SOURCE MATERIAL
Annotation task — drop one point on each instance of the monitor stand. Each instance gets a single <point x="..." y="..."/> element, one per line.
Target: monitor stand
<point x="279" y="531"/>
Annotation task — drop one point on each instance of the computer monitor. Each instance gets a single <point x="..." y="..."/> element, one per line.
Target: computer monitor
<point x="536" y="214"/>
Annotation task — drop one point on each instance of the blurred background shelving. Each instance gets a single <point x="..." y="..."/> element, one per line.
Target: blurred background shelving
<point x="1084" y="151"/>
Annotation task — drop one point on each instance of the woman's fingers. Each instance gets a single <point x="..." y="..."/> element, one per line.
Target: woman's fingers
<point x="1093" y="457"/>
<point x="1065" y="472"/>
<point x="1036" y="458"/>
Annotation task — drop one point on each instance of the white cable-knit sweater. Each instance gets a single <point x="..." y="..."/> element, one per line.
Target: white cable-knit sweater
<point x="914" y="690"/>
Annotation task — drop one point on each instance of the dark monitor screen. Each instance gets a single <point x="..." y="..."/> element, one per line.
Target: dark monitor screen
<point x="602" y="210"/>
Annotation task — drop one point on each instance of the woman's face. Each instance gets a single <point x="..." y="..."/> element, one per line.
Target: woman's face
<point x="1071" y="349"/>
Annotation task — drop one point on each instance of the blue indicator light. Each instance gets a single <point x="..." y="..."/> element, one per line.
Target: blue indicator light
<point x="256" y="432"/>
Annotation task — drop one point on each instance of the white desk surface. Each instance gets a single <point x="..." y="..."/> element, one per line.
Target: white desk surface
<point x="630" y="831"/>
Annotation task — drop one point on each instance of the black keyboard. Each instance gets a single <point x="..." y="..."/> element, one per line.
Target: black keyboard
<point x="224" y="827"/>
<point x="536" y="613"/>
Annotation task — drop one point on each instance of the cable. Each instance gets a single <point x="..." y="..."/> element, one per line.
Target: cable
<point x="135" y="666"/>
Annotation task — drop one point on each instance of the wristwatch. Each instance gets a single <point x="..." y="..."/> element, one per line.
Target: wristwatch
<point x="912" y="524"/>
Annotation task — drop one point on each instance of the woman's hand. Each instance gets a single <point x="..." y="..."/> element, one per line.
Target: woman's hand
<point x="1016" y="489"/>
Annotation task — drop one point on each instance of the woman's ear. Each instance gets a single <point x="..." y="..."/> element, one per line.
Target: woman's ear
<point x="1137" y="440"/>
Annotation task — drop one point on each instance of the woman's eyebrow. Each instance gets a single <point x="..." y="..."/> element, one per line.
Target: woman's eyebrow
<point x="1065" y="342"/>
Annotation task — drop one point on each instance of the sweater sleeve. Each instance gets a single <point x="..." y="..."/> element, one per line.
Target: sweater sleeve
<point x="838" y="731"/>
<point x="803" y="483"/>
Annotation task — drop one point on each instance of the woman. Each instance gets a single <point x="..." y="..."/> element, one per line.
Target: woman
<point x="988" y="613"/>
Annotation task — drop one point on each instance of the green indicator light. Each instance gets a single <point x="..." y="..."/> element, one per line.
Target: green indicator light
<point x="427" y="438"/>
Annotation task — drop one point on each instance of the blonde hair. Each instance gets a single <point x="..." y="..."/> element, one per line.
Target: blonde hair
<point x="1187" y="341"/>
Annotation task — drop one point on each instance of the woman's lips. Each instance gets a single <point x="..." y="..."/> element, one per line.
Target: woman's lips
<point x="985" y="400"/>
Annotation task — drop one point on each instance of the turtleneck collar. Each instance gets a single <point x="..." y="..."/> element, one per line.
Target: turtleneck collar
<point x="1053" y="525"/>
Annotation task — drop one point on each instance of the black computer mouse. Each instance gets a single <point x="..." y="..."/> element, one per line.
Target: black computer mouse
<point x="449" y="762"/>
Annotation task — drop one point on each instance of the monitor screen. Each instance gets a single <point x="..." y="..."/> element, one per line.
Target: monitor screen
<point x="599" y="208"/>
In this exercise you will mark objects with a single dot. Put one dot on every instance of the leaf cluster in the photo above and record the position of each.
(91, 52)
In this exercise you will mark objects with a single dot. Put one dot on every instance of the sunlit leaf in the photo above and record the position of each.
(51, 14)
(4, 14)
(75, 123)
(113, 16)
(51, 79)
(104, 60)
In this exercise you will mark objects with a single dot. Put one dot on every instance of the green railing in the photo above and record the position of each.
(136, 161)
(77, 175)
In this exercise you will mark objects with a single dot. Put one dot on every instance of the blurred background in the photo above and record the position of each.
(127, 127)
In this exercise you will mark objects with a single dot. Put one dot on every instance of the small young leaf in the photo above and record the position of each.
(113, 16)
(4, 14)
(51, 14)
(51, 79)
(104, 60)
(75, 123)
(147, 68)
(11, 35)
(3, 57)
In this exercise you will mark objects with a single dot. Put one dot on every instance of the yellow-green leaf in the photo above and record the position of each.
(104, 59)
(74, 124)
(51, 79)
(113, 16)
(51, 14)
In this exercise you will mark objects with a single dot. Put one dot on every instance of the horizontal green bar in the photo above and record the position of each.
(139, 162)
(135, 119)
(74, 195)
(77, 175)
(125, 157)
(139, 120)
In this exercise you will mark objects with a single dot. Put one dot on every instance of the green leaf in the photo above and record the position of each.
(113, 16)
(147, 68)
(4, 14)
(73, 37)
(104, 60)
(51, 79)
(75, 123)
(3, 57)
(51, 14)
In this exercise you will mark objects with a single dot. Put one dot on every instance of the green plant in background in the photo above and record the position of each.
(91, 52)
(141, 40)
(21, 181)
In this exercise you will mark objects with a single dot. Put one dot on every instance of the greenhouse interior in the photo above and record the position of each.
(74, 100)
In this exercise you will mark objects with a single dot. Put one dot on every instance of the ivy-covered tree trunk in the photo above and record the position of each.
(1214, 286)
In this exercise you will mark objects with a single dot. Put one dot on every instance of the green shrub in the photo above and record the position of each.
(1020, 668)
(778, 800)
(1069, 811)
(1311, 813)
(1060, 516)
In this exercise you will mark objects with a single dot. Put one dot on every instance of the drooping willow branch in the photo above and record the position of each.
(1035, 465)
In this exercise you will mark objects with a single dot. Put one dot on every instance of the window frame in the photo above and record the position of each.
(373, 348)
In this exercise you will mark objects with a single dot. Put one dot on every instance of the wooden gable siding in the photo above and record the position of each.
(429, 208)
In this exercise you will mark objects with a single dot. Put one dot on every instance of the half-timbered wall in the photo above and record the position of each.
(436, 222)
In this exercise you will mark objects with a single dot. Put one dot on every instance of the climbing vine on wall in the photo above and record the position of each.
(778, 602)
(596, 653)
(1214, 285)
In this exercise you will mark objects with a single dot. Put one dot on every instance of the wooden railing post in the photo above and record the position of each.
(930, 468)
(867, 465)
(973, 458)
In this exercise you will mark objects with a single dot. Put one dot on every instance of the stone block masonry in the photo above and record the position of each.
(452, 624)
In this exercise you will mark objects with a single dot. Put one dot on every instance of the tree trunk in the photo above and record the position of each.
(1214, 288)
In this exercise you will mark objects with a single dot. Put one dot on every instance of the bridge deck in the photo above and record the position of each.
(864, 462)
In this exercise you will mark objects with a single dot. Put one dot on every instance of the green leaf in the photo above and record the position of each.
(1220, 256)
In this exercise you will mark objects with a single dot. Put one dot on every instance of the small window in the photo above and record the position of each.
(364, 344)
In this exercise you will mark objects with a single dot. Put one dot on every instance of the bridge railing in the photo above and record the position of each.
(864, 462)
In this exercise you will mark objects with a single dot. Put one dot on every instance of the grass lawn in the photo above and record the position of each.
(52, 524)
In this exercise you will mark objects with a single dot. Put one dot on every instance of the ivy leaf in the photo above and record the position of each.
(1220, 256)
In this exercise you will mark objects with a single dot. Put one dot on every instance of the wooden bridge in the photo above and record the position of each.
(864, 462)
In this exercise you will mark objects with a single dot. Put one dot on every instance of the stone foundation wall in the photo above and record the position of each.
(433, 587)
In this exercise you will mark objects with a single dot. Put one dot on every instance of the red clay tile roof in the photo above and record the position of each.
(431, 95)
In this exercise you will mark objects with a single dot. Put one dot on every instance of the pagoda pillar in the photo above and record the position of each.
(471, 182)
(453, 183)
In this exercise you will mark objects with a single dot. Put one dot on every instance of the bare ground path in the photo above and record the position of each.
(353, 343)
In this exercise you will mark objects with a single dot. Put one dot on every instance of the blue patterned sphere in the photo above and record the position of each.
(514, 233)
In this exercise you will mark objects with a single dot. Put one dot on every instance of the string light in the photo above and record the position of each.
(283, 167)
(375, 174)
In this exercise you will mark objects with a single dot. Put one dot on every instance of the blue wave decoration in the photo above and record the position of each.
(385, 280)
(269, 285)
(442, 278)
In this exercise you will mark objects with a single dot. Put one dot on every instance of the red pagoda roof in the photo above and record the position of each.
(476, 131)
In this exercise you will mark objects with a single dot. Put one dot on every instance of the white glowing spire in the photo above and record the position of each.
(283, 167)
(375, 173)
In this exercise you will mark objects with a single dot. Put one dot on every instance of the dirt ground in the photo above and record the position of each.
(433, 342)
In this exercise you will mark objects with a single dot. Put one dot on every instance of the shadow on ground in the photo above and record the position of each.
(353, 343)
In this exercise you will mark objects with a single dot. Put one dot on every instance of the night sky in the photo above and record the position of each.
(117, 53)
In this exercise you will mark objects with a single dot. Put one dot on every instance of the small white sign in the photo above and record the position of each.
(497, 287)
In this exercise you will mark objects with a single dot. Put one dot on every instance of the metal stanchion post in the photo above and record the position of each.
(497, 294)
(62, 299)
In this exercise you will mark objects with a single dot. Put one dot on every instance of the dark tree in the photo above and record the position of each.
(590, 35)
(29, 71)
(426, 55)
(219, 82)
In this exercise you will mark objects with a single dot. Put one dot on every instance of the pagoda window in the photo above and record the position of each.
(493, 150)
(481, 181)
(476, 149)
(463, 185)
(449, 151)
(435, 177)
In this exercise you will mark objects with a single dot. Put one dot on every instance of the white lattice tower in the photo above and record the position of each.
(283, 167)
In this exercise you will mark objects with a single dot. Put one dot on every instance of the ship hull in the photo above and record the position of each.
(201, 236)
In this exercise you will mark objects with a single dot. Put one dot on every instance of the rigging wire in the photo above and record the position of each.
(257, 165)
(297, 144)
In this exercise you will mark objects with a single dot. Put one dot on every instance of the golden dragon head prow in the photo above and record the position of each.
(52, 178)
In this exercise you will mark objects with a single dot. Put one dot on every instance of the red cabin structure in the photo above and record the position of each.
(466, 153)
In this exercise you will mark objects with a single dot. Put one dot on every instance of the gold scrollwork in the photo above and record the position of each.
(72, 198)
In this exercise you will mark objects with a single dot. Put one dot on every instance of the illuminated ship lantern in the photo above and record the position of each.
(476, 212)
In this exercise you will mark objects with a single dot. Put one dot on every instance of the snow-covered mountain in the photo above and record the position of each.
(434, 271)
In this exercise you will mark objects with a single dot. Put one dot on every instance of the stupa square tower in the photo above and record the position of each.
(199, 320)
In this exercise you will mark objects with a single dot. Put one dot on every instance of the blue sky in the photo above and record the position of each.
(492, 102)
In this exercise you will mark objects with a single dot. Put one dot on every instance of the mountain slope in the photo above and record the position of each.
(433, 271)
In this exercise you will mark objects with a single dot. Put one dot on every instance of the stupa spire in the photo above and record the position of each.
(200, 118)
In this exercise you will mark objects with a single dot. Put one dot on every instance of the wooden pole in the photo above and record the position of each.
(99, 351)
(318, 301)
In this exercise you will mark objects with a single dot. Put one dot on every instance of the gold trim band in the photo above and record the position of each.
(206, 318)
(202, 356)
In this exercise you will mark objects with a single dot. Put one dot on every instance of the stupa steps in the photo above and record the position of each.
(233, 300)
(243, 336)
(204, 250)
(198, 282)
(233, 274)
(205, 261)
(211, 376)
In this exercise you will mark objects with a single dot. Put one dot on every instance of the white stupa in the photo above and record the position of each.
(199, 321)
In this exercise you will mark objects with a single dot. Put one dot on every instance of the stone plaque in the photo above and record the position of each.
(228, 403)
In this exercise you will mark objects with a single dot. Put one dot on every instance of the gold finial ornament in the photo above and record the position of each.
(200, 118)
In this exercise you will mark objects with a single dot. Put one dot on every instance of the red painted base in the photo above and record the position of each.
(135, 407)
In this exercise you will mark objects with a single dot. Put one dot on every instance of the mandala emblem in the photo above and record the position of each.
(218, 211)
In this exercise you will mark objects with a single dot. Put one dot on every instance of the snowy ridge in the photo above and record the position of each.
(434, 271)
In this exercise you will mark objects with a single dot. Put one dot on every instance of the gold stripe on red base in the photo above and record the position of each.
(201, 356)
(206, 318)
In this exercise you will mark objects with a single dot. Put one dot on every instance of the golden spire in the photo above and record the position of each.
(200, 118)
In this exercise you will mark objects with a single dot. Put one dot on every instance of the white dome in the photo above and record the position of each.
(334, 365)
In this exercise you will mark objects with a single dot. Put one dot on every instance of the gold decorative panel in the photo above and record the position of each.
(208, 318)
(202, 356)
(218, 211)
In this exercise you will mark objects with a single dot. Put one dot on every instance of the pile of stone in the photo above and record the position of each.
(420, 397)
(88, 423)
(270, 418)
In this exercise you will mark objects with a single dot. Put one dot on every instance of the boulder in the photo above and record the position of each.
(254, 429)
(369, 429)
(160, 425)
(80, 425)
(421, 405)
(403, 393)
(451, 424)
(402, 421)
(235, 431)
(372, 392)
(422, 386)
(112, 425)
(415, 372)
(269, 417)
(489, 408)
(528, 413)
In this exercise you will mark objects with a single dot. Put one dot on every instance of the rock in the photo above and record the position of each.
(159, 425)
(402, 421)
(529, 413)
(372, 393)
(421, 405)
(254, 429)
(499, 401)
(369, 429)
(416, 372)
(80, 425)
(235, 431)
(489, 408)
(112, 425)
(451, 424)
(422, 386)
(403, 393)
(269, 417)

TASK
The answer should consist solely of the lines from the one that contains "of the rock" through the end of the material above, copied exactly.

TASK RESULT
In this exercise you will mark objects with a single dot. Put one dot on every instance of the rock in the photo above and record the position of each.
(159, 425)
(402, 421)
(529, 413)
(372, 393)
(421, 405)
(254, 429)
(499, 401)
(369, 429)
(416, 372)
(80, 425)
(235, 431)
(489, 408)
(112, 425)
(451, 424)
(422, 386)
(403, 393)
(269, 417)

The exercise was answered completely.